BEGIN Supplied material

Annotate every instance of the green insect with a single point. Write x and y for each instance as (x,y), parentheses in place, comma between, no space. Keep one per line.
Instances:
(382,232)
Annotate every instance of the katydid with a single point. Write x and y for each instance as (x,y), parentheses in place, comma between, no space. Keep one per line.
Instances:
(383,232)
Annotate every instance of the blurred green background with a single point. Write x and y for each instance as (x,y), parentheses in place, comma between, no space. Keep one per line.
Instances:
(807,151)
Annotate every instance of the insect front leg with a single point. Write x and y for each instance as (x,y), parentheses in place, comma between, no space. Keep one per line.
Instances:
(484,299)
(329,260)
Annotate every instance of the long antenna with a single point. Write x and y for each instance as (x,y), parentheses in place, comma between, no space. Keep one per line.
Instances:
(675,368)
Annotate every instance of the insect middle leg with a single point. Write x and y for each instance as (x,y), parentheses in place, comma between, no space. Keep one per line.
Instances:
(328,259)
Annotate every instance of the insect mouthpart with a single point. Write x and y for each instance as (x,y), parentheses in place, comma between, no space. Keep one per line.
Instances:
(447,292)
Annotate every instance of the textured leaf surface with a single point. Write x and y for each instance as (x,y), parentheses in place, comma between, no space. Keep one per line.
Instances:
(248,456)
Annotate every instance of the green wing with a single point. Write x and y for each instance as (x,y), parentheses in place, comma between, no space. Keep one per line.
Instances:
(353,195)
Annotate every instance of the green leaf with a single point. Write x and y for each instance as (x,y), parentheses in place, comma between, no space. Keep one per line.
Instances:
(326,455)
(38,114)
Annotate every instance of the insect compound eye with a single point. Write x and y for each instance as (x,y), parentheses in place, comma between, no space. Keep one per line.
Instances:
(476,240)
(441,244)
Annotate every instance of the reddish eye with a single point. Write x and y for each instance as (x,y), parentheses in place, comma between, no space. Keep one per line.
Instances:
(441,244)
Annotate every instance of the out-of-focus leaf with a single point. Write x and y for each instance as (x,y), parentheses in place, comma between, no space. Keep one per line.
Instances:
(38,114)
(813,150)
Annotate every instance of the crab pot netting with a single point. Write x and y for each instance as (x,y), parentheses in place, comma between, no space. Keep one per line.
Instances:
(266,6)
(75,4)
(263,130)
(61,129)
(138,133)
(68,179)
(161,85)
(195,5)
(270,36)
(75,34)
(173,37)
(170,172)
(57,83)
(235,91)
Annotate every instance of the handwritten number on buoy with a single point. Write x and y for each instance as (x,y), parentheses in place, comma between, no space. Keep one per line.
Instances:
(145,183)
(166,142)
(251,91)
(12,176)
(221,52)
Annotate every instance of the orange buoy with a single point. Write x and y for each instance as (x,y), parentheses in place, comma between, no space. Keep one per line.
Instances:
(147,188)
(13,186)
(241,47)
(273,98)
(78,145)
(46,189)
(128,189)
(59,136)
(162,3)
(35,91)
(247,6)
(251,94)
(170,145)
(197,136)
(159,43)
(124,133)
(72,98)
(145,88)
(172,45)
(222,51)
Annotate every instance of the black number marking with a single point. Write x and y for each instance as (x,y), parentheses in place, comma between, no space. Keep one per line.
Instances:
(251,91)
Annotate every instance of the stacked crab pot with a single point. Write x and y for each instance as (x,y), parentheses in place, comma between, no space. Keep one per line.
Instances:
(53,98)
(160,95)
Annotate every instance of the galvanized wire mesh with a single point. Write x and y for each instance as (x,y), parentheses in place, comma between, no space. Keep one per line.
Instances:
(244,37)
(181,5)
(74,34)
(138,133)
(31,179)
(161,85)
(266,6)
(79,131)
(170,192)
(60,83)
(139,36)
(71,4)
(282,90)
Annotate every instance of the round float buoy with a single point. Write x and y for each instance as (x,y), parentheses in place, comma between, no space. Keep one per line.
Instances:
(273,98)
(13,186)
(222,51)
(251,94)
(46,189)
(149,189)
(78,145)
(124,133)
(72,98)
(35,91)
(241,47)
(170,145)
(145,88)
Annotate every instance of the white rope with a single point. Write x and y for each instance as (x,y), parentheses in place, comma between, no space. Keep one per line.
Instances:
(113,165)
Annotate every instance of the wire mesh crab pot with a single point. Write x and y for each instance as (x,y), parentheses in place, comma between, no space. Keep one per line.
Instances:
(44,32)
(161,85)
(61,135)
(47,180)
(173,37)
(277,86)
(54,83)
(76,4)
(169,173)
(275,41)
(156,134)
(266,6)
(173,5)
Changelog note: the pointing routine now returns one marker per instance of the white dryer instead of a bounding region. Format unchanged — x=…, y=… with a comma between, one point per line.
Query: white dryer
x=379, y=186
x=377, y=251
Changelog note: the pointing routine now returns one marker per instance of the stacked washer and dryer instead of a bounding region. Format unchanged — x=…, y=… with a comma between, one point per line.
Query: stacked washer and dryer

END Supplied material

**Exercise description:**
Go through the listing above and copy each line in which the string "pointing" is found.

**Output of the exercise:**
Changelog note: the pointing routine now returns one marker per instance of the white dryer instead of a bounding region. Format unchanged — x=…, y=… with a comma between, one point per line.
Changelog note: the pointing routine now returns one marker per instance of the stacked washer and dryer instead of a bounding region. Format unchanged — x=…, y=… with a comma between, one point per line.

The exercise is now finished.